• **Task prompt**: If a line in the records below contains the word "roof", return that line.

• **Dataset**:
##########

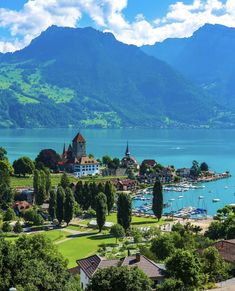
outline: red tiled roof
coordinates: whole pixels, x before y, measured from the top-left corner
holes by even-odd
[[[73,141],[86,142],[85,139],[84,139],[84,137],[81,135],[80,132],[74,137]]]
[[[142,164],[146,164],[148,166],[155,166],[156,165],[156,161],[155,160],[143,160]]]
[[[77,264],[80,266],[80,268],[85,272],[85,274],[89,278],[91,278],[92,275],[95,273],[100,262],[101,262],[101,258],[97,255],[90,256],[85,259],[77,260]]]

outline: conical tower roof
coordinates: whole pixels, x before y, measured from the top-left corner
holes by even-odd
[[[86,142],[86,140],[84,139],[84,137],[81,135],[81,133],[79,132],[73,139],[73,142]]]

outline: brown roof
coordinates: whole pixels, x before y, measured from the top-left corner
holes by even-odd
[[[84,139],[80,132],[74,137],[73,141],[86,142],[86,140]]]
[[[99,163],[93,158],[81,157],[78,164],[81,164],[81,165],[94,165],[94,164],[96,164],[97,165]]]
[[[225,261],[235,263],[235,239],[221,240],[216,242],[214,246]]]
[[[69,273],[73,276],[78,275],[80,273],[80,267],[76,266],[74,268],[68,269]]]
[[[140,261],[136,256],[129,256],[121,260],[102,260],[98,255],[93,255],[85,259],[77,260],[78,266],[91,278],[98,269],[112,266],[129,266],[140,268],[149,278],[158,278],[165,275],[164,267],[157,265],[145,256],[140,256]]]
[[[77,264],[80,266],[80,268],[85,272],[85,274],[89,278],[91,278],[92,275],[95,273],[100,262],[101,262],[101,258],[97,255],[90,256],[85,259],[77,260]]]
[[[150,167],[153,167],[156,165],[156,161],[155,160],[143,160],[142,164],[146,164]]]
[[[163,266],[155,264],[143,255],[140,255],[140,260],[137,260],[136,256],[129,256],[124,259],[121,264],[122,266],[138,267],[141,269],[149,278],[163,277],[165,270]]]
[[[98,255],[93,255],[85,259],[77,260],[79,268],[91,278],[98,269],[117,266],[119,260],[102,260]]]

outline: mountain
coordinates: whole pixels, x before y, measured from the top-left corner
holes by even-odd
[[[92,28],[52,26],[0,56],[1,127],[230,125],[166,63]]]
[[[192,37],[142,47],[235,111],[235,28],[206,24]]]

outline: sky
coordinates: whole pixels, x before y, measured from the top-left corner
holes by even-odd
[[[0,52],[51,25],[92,26],[141,46],[189,37],[205,23],[235,27],[235,0],[0,0]]]

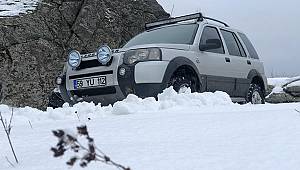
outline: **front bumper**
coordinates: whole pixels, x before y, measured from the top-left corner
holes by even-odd
[[[90,88],[85,90],[66,91],[63,85],[60,86],[62,98],[71,105],[78,102],[101,103],[102,106],[114,104],[127,97],[128,94],[135,94],[141,98],[156,97],[163,90],[160,83],[136,84],[135,86],[107,86],[102,88]]]
[[[157,68],[158,66],[161,66],[161,69]],[[63,99],[71,105],[82,101],[109,105],[125,99],[128,94],[135,94],[141,98],[157,97],[157,95],[167,87],[166,83],[162,83],[166,67],[166,62],[148,62],[148,64],[140,63],[135,65],[122,64],[109,73],[107,70],[97,73],[97,75],[104,75],[108,78],[107,86],[105,87],[79,90],[72,87],[71,83],[74,77],[81,78],[80,76],[84,77],[86,75],[95,74],[95,72],[92,72],[75,76],[64,76],[65,84],[60,85],[59,89]],[[125,75],[119,74],[121,68],[126,70]],[[153,73],[153,70],[156,72]],[[144,77],[141,76],[141,72],[144,74]],[[145,77],[145,75],[147,77]],[[148,80],[148,82],[146,80]]]

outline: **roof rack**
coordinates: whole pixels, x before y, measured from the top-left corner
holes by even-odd
[[[210,18],[210,17],[203,17],[204,19],[207,19],[207,20],[211,20],[211,21],[215,21],[215,22],[218,22],[218,23],[221,23],[223,24],[225,27],[229,27],[228,24],[226,24],[225,22],[222,22],[220,20],[217,20],[217,19],[213,19],[213,18]]]
[[[178,22],[188,21],[188,20],[192,20],[192,19],[197,19],[197,21],[203,21],[203,19],[212,20],[212,21],[224,24],[225,27],[229,27],[225,22],[222,22],[222,21],[210,18],[210,17],[204,17],[202,15],[202,13],[196,13],[196,14],[184,15],[184,16],[175,17],[175,18],[168,18],[168,19],[160,20],[160,21],[153,22],[153,23],[147,23],[147,24],[145,24],[145,28],[146,28],[146,30],[150,30],[152,28],[156,28],[156,27],[160,27],[160,26],[164,26],[164,25],[176,24]]]

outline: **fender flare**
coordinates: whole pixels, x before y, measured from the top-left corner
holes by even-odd
[[[168,82],[170,81],[172,75],[181,66],[189,66],[189,67],[193,68],[193,70],[197,74],[197,78],[198,78],[198,81],[199,81],[199,84],[201,87],[201,85],[202,85],[201,76],[200,76],[197,66],[190,59],[188,59],[186,57],[176,57],[169,62],[167,69],[165,71],[165,75],[164,75],[163,82],[162,82],[164,89],[167,88]]]
[[[252,70],[250,70],[250,72],[249,72],[249,74],[247,76],[247,79],[249,80],[250,84],[253,81],[254,77],[259,77],[259,79],[260,79],[260,81],[262,83],[262,88],[263,88],[264,91],[266,91],[264,79],[262,78],[262,76],[260,75],[260,73],[257,70],[252,69]]]
[[[250,70],[250,72],[248,73],[248,76],[247,76],[247,79],[250,81],[249,83],[251,83],[252,79],[256,76],[262,78],[257,70],[255,70],[255,69]]]

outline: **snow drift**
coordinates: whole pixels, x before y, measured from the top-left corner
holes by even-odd
[[[108,115],[126,115],[134,113],[149,113],[167,110],[189,110],[191,108],[203,109],[208,106],[233,105],[229,95],[224,92],[215,93],[191,93],[187,90],[178,94],[173,88],[164,90],[155,98],[141,99],[135,95],[128,95],[123,101],[116,102],[113,106],[101,106],[94,103],[82,102],[69,107],[66,103],[62,108],[47,108],[41,111],[31,107],[14,108],[14,120],[16,123],[28,123],[28,121],[51,121],[66,119],[82,119],[103,117]],[[9,117],[11,108],[7,105],[0,105],[0,112],[4,117]]]

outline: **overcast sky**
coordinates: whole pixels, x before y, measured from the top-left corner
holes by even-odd
[[[245,32],[267,75],[300,75],[299,0],[158,0],[173,16],[201,11]]]

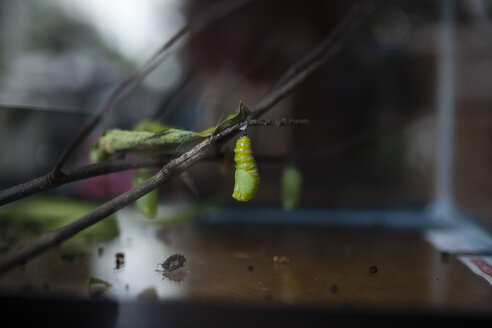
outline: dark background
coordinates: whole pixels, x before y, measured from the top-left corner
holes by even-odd
[[[170,6],[193,22],[213,2]],[[69,165],[87,163],[88,146],[103,129],[131,128],[163,104],[161,121],[196,130],[234,112],[240,99],[253,107],[354,3],[272,0],[247,5],[193,39],[149,78],[152,83],[127,97]],[[471,1],[457,2],[452,179],[458,205],[487,217],[492,115],[486,86],[492,49],[487,38],[490,3],[480,3],[483,7],[477,9]],[[159,6],[155,17],[167,21],[166,4]],[[422,206],[433,201],[439,8],[437,1],[380,2],[342,50],[266,116],[308,118],[308,127],[250,129],[259,158],[287,158],[259,161],[261,187],[250,206],[280,206],[280,175],[287,164],[303,173],[301,207]],[[0,185],[6,188],[47,172],[76,128],[164,40],[156,40],[141,56],[129,55],[86,15],[56,1],[0,1],[0,13]],[[218,196],[233,203],[232,163],[225,176],[220,165],[191,169],[198,198],[175,179],[161,193],[162,200]],[[129,176],[90,179],[53,192],[109,199],[130,187]]]

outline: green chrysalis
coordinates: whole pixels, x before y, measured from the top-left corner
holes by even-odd
[[[244,135],[237,140],[234,148],[234,161],[236,162],[236,173],[232,197],[241,202],[250,201],[258,189],[260,175],[248,136]]]

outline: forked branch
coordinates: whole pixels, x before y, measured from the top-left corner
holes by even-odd
[[[356,6],[350,13],[342,20],[340,23],[342,26],[347,25],[347,21],[351,22],[348,25],[358,25],[363,18],[366,18],[372,11],[371,6]],[[354,18],[356,18],[354,20]],[[275,87],[269,93],[267,93],[261,101],[255,106],[252,113],[253,118],[257,118],[272,108],[276,103],[278,103],[282,98],[289,94],[295,87],[301,84],[312,72],[317,70],[331,55],[333,55],[336,50],[340,48],[341,42],[348,37],[355,26],[350,26],[350,29],[346,31],[343,37],[337,38],[337,42],[331,43],[326,42],[322,47],[322,51],[319,52],[319,47],[315,49],[316,55],[308,54],[306,58],[309,60],[302,60],[303,65],[299,69],[295,69],[292,74],[286,74],[287,79],[281,79]],[[327,39],[330,39],[328,37]],[[296,68],[294,66],[294,68]],[[256,121],[258,125],[262,121]],[[169,163],[165,164],[154,176],[146,180],[137,187],[121,194],[120,196],[112,199],[111,201],[99,206],[91,213],[84,215],[78,220],[61,227],[57,230],[43,233],[38,238],[34,239],[30,244],[25,247],[18,249],[15,252],[6,254],[0,260],[0,273],[12,268],[16,264],[19,264],[33,256],[40,254],[41,252],[47,250],[48,248],[61,243],[62,241],[72,237],[76,233],[82,231],[85,228],[101,221],[105,217],[115,213],[119,209],[131,204],[138,198],[149,193],[155,188],[159,187],[162,183],[169,180],[176,174],[179,174],[196,162],[205,158],[220,142],[228,140],[228,138],[234,136],[237,130],[244,125],[252,125],[253,121],[243,121],[232,127],[225,129],[224,131],[212,135],[211,137],[205,139],[197,146],[195,146],[190,151],[182,154],[178,158],[171,160]]]
[[[121,82],[111,93],[109,98],[101,105],[101,107],[99,107],[96,114],[80,128],[56,160],[55,166],[51,171],[52,177],[50,179],[56,179],[59,176],[62,176],[62,173],[60,172],[61,167],[67,161],[68,157],[80,145],[80,143],[87,137],[94,127],[99,124],[102,118],[120,102],[120,100],[132,92],[135,87],[137,87],[140,82],[147,77],[147,75],[149,75],[164,60],[169,58],[169,56],[179,49],[177,44],[181,39],[184,37],[195,37],[212,23],[228,16],[251,1],[252,0],[235,0],[232,2],[227,0],[222,1],[215,6],[212,6],[200,17],[198,21],[193,24],[186,24],[179,29],[179,31],[176,32],[176,34],[169,39],[137,72]]]

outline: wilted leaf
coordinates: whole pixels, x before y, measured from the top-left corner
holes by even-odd
[[[135,131],[147,131],[147,132],[159,132],[168,129],[172,129],[173,127],[170,125],[162,124],[154,120],[143,120],[140,121],[133,130]]]
[[[104,132],[99,141],[91,146],[90,160],[92,163],[99,163],[118,152],[140,155],[185,152],[204,138],[244,121],[250,114],[249,109],[240,102],[239,111],[236,114],[229,115],[217,126],[200,133],[177,129],[152,120],[144,120],[137,124],[136,131],[109,130]]]
[[[186,151],[203,138],[194,131],[175,128],[159,132],[109,130],[92,145],[90,159],[97,163],[118,152],[156,155]]]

##########

• **Answer to this task**:
outline: red tiled roof
outline: conical tower roof
outline: brown roof
outline: **roof rack**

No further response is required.